** Begin SELECTED TEXT **

Question 1: Blocking Queues

Because the data comes from two blocking queues, the implementation of 
non-streaming version would be two queues and call calculatePairs on different 
queue order. 

However, becasue the blocking queue could be blocked, because there is no new 
incoming data. Thus two threads would be the solution. 

C++ code is coyied from somewhere else
Java code is based on the C++ code, and it works.

  1. Follow Ups

    1. 如果有多个queue,比如10个queue怎么办,

      1. It should use a list to store the data from each blocking queue.

      2. Lock is the same, it should lock before the calculation and release the lock afterwards.

      3. The thread input should be like (List<List<Double>> queues, int qIndex)

      4. Each thread need to maintain a list of indexes which point to the un-explored position of other queues.

      5. Every time a thread get a new data, start from the current index and find the last index suite the condition of each other queues.

Question 2: Slow Web Accessing

  1. When does it happen? How frequently ?

  2. How slower compare to the normal?

  3. Where does it happen? All places or only several places?

  4. Is there a monitor on the full stack?

    1. Host & service health check

    2. Overall host performance (CPU, Mem, I/O, Disk and etc)

    3. Time of request

    4. Time of back end request

    5. Database response time

Round 3 Wildcard Matching

https://leetcode.com/problems/wildcard-matching/solution/

The solution should start from DP solution. The testing cases should be added at beginning.

  • Step 1: Recursive Solution

  • Step 2: DP solution

  • Step 3: Backtracking

Dp solution and backtrack solution are copied from leetcode

  1. Follow Ups

    1. Better than DP? O(1) space Backtrack

Set 2

Round 1 Power of 4 & Random Iterator Dividable by 5

Question 1: Power of 4

The for loop should be trivial.

** End SELECTED TEXT **
** Begin DATA SHOWN **

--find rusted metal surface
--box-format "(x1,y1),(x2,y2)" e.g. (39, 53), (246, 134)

** End DATA SHOWN **

OBJECTIVE 1: Edit the notes: begin at the words "1. It should" and stop after "queues, int qIndex)", changing "calculation" to "computation".
OBJECTIVE 2: In the notes, what form should the thread input take when there are multiple queues?
The material is separate from the notes and has no connection to them.

FULL OUTPUT 1:
1. It should use a list to store the data from each blocking queue.

      2. Lock is the same, it should lock before the computation and release the lock afterwards.

      3. The thread input should be like (List<List<Double>> queues, int qIndex)

FULL OUTPUT 2: (List<List<Double>> queues, int qIndex)